[Records from a data collection]
------------------------------------------------------------------------

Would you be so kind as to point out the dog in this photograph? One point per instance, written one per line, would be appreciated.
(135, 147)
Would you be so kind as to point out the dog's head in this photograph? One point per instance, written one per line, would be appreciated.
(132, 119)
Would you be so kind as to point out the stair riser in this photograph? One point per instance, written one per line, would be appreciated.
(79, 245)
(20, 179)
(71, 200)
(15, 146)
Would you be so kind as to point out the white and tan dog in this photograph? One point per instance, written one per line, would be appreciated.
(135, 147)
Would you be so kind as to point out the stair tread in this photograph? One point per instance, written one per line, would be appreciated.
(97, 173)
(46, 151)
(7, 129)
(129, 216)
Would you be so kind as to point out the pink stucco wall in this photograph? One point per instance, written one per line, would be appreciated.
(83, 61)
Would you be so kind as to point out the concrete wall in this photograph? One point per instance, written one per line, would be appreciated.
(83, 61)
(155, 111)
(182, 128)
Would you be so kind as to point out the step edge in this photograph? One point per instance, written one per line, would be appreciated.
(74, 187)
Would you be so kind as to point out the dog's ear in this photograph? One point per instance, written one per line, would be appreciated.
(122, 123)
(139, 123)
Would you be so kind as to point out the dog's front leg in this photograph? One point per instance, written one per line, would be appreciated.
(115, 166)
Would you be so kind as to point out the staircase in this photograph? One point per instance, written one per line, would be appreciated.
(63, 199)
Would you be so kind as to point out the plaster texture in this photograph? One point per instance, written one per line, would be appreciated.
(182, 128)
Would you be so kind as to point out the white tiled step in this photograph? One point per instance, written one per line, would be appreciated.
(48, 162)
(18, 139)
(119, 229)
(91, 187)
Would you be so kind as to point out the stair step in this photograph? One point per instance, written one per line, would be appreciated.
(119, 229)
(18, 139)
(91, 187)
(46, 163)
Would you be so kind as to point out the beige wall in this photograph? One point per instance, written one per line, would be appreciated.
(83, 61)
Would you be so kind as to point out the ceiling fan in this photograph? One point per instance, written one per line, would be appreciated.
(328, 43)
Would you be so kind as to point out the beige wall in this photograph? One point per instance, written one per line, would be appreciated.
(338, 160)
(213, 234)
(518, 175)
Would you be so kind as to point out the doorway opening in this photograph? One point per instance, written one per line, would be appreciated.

------------------------------------------------------------------------

Each line above must be printed exactly as it appears.

Would you be so kind as to point out the dog in this photograph? One point per instance, written one per line, would be appreciated.
(135, 147)
Would you be so kind as to point out the dog's head in this photograph? One point per instance, written one per line, would be appreciated.
(132, 119)
Would you be so kind as to point out the stair riser in this photograph? One point per instance, written one per line, would be appreciated.
(79, 245)
(20, 179)
(71, 200)
(15, 146)
Would you be so kind as to point out the white and tan dog in this photograph? One point per instance, written one per line, would be appreciated.
(135, 147)
Would you be so kind as to point out the stair tread in this photograph? One point per instance, written one per line, would be appreciated.
(97, 173)
(46, 151)
(7, 129)
(129, 216)
Would you be so kind as to point out the pink stucco wall in this photograph? One point per instance, written one per line, would be appreciated.
(83, 61)
Would you be so kind as to point out the concrete wall in this photograph? One point per instance, written one per line, would be appreciated.
(83, 61)
(155, 111)
(182, 128)
Would you be so kind as to point out the step edge in this photograph? One point per instance, written one per line, would be appreciated.
(74, 187)
Would you be so kind as to point out the dog's ear in this photograph? One point per instance, written one per line, would be appreciated.
(122, 123)
(139, 123)
Would you be so kind as to point out the dog's front leg in this photograph? One point per instance, written one per line, would be appreciated.
(115, 166)
Would you be so kind as to point out the staircase in this photograph? One point per instance, written one per line, would be appreciated.
(63, 199)
Would you be so kind as to point out the plaster texture in this photograph? One point per instance, written one per line, would be appreciated.
(182, 128)
Would you be so kind as to point out the white tiled step in this photograph? One point per instance, written one per line, would be appreciated.
(48, 162)
(18, 139)
(119, 229)
(91, 187)
Would you be so kind as to point out the stair step in this photograph? One point per instance, written one per line, would be appreciated.
(119, 229)
(18, 139)
(91, 187)
(46, 163)
Would you be so kind as to point out the beige wall in this photograph? One point per instance, written one per line, would be appreciated.
(83, 61)
Would you be so kind as to point out the ceiling fan in this photograph? One point per instance, written one per line, would be appreciated.
(328, 43)
Would you be so kind as to point out the beige wall in this photograph? One point per instance, written one per line, would be appreciated.
(338, 160)
(213, 234)
(518, 175)
Would you be so kind as to point out the doorway opening in this photograph? One point per instance, written one per line, would be appreciated.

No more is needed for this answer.